**Task directions:**
Extract exactly the range of lines bounded by the line containing "Find every instance of the clubbed" and the final line of the listing, both ends included, and no other lines.

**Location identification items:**
-- begin --

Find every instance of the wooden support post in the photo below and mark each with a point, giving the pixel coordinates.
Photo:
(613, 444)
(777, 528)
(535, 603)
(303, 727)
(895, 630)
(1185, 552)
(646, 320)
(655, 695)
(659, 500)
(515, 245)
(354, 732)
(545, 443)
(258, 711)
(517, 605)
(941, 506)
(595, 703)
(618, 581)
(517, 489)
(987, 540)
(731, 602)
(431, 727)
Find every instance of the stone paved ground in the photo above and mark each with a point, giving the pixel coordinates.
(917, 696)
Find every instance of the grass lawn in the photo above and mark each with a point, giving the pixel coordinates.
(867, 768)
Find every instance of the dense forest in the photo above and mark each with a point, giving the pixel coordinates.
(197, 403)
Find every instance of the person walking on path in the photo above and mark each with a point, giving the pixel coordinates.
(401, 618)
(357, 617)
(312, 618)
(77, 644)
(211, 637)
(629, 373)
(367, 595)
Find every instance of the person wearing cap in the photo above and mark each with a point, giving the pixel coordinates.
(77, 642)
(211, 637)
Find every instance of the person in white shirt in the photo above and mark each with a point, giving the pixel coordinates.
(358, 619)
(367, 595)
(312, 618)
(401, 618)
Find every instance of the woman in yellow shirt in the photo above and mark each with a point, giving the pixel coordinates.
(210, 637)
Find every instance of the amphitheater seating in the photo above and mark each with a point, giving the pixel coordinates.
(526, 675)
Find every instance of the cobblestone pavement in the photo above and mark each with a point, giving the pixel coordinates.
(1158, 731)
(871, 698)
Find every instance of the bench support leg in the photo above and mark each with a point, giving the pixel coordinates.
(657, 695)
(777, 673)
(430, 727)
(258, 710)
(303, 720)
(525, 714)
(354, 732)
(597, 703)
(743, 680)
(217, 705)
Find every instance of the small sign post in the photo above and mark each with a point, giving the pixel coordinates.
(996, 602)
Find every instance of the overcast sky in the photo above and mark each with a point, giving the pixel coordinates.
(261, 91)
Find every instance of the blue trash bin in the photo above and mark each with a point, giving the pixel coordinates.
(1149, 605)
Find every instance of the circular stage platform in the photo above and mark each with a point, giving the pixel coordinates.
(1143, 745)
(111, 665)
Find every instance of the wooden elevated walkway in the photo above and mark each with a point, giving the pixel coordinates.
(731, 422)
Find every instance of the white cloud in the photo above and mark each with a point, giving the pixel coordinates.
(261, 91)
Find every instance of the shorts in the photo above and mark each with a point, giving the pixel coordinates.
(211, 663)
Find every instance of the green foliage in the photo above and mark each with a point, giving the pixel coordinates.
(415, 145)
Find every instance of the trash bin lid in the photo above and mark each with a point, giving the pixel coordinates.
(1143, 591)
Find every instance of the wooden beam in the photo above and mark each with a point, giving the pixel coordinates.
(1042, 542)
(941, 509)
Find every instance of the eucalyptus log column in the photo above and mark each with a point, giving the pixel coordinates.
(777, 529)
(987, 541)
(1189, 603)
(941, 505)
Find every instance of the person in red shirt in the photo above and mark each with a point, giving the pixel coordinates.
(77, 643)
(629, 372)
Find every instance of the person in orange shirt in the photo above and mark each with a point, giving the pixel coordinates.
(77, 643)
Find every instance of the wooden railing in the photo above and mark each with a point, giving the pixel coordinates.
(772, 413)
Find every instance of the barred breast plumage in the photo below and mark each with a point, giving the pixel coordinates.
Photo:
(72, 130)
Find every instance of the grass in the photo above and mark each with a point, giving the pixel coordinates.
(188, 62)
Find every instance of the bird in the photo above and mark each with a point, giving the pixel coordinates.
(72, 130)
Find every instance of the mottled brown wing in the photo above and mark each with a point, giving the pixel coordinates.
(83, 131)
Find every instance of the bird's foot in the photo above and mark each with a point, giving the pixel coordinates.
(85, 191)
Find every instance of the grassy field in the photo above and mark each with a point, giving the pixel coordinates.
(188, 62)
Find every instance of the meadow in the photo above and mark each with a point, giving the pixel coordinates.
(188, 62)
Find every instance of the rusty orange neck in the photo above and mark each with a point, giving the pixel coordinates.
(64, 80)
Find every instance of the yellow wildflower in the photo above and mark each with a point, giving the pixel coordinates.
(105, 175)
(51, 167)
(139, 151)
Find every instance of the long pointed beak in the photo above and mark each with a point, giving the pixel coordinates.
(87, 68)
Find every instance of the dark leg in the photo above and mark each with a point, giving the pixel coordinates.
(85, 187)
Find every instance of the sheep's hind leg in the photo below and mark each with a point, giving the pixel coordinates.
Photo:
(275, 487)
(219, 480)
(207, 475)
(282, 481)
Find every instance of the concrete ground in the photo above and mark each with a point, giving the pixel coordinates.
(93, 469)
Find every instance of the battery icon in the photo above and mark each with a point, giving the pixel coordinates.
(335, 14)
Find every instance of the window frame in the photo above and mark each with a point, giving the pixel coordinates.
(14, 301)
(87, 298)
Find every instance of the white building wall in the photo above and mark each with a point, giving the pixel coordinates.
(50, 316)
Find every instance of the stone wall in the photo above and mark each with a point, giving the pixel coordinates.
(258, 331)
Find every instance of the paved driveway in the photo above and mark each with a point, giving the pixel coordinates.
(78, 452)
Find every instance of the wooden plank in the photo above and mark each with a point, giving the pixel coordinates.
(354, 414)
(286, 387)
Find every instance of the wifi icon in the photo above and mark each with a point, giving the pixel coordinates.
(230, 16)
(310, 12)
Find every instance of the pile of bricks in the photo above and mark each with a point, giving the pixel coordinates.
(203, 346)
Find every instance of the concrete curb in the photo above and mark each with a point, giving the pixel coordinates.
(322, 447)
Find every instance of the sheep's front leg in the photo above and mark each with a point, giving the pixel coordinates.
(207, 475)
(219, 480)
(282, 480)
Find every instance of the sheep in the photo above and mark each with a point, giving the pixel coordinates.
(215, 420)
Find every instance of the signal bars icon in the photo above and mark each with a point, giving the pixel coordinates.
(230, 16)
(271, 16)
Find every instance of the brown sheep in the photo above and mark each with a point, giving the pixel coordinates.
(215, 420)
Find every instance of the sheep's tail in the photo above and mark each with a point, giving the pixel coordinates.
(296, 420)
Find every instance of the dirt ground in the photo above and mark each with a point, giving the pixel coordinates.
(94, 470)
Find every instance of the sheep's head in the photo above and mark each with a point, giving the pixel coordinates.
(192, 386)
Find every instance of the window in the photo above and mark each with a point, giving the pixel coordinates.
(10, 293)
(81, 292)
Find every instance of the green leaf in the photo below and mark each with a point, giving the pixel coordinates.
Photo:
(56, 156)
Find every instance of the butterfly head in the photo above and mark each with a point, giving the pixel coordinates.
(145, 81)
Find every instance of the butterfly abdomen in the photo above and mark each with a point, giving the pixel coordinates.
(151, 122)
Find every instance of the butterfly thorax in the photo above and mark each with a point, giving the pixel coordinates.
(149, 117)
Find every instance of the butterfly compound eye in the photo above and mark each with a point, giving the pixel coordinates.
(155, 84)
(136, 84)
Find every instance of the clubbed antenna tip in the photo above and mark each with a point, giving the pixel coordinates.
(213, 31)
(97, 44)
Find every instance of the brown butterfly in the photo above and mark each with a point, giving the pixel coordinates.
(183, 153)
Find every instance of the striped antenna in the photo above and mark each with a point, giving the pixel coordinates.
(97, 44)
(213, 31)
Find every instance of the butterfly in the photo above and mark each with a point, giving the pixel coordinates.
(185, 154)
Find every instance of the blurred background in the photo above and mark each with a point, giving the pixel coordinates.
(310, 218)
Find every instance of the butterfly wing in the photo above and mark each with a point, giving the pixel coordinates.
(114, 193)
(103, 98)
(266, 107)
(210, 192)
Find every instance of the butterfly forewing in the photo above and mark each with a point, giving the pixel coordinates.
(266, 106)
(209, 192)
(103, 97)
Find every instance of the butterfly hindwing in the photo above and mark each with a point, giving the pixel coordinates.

-- end --

**Finished answer:**
Find every instance of the clubbed antenna tip in the photo above and mark each with a point, giving the pixel coordinates.
(213, 31)
(97, 44)
Find every instance of the brown butterfly in the photo above and mark each with a point, giving the pixel coordinates.
(183, 153)
Find every instance of the striped antenna in the photo above and mark each with a point, giving the pixel coordinates.
(97, 44)
(213, 31)
Find every instance of the butterfly in the photo above and mark each with a point, giving the pixel coordinates.
(185, 154)
Find every instance of the blurred background in the photo above and mark each with a point, giving the pixel coordinates.
(310, 218)
Find every instance of the butterfly wing in the photo above and mark each with a point, giving the pixel coordinates.
(114, 193)
(103, 98)
(266, 107)
(210, 192)
Find every instance of the butterfly forewing in the photo above and mark each with a point, giving the pixel coordinates.
(266, 106)
(209, 192)
(103, 97)
Find every instance of the butterfly hindwing in the photo above and mark each with a point, giving the pixel coordinates.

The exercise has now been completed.